# [Set task A]
Could you write out the lines of the records word for word, from the line containing "of the tall" through the line containing "column 289, row 369", both included?
* START Excerpt provided *
Share your dilemmas and get honest opinions from other Mumsnetters.

To ask for help with 3 kids on holiday?!

82 replies

holidayhell123 · 19/06/2023 19:28

I know this is going to sound incredibly privileged due to cost of living etc. but I am currently on holiday at an All Inclusive and I just want to go home!

It was supposed to be a relaxing break with our 3 kids (7,5,1) and instead it’s just actual hell. If i’m not spending the day asking the two eldest to stop doing something incredibly dangerous/stupid then i’m trying to stop the 1 year old from sprinting off into the water that is way over their depth. The 7 year old constantly wanders off as soon as your back is turned and the 5 year old whines the entire time. None of them sleep and i am just so exhausted! Husband is fantastic and really hands on but this holiday just feels never ending- we’ve been here a week and we are supposed to be going somewhere else before home, but instead i’m looking at flights back tomorrow!
* END Excerpt provided *
* START Information provided *
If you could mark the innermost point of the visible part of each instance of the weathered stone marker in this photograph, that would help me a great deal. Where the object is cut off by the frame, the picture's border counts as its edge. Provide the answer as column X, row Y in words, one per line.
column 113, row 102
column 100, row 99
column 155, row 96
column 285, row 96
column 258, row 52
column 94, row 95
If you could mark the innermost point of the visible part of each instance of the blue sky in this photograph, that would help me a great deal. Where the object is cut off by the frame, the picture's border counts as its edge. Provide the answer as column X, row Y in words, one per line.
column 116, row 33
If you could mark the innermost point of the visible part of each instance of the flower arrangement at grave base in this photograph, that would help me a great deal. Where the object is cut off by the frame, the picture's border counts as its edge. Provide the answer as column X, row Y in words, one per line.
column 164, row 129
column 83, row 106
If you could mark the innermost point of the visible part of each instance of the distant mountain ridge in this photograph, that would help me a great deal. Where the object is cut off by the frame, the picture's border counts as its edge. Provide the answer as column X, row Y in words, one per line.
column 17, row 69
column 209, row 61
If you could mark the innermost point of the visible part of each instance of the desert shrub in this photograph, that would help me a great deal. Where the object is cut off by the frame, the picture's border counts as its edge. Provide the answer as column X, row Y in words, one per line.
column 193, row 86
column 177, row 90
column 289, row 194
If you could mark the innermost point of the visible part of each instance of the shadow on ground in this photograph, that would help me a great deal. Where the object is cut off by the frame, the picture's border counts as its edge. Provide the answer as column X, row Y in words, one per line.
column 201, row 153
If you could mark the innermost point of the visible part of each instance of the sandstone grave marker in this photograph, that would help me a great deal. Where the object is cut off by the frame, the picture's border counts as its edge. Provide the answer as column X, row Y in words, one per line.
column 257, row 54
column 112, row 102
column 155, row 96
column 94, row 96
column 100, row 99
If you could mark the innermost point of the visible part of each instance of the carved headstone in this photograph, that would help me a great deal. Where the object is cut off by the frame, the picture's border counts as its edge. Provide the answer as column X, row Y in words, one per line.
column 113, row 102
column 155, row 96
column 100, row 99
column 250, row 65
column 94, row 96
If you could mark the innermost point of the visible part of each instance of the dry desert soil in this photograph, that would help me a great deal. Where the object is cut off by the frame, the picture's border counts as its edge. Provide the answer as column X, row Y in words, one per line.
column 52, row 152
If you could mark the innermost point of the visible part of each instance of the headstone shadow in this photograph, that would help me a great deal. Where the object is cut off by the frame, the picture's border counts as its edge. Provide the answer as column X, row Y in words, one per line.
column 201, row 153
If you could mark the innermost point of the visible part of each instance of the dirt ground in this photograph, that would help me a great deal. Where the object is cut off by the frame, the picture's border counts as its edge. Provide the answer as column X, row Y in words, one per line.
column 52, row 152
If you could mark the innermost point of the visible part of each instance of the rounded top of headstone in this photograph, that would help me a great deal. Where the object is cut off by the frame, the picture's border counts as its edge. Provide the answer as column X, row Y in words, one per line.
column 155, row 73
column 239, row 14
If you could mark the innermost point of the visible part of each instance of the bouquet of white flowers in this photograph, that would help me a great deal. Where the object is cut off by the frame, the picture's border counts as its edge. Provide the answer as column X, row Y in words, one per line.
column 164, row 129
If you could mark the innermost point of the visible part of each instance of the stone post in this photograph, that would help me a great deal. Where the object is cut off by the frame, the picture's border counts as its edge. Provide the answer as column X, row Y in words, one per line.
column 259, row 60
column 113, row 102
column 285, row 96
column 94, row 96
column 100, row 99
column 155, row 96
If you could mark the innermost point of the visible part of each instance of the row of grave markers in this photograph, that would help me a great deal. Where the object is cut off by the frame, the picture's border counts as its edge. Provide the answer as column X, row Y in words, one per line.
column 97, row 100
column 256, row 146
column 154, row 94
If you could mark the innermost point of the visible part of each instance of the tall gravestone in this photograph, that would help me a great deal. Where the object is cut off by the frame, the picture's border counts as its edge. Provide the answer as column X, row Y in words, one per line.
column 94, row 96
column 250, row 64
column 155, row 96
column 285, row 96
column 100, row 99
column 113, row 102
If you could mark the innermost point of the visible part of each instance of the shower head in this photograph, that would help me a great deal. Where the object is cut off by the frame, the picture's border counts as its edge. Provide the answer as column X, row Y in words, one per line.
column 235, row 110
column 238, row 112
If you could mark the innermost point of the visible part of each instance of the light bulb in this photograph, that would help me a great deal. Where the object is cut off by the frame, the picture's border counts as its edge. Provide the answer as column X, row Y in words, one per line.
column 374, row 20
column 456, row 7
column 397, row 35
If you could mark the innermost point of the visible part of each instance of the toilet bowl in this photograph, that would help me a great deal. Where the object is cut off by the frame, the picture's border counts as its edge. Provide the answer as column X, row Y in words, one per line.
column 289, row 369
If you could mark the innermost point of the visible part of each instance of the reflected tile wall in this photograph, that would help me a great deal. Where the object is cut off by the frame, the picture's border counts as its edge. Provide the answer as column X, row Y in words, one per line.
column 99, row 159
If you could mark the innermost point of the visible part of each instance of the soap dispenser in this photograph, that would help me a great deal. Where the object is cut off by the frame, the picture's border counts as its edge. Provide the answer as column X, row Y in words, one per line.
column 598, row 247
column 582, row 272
* END Information provided *
# [Set task B]
According to the forum post, how long has the family been on holiday so far?

# [Final answer A]
If you could mark the innermost point of the visible part of each instance of the tall gravestone in this photograph, that would help me a great deal. Where the object is cut off by the frame, the picture's border counts as its edge. Provide the answer as column X, row Y in words, one per line.
column 94, row 96
column 250, row 64
column 155, row 96
column 285, row 96
column 100, row 99
column 113, row 102
If you could mark the innermost point of the visible part of each instance of the shower head in this photograph, that would help me a great deal. Where the object is cut off by the frame, the picture's border counts as its edge. Provide the answer as column X, row Y in words, one per line.
column 235, row 110
column 238, row 112
If you could mark the innermost point of the visible part of each instance of the light bulb in this photograph, that would help me a great deal. Where the object is cut off by the frame, the picture's border counts as its edge. Provide the answer as column X, row Y in words, one per line.
column 374, row 20
column 456, row 7
column 397, row 35
If you could mark the innermost point of the visible part of each instance of the toilet bowl in this photograph, that would help me a great deal. Where the object is cut off by the frame, the picture's border counts as its edge. Provide the answer as column X, row Y in words, one per line.
column 289, row 369

# [Final answer B]
A week.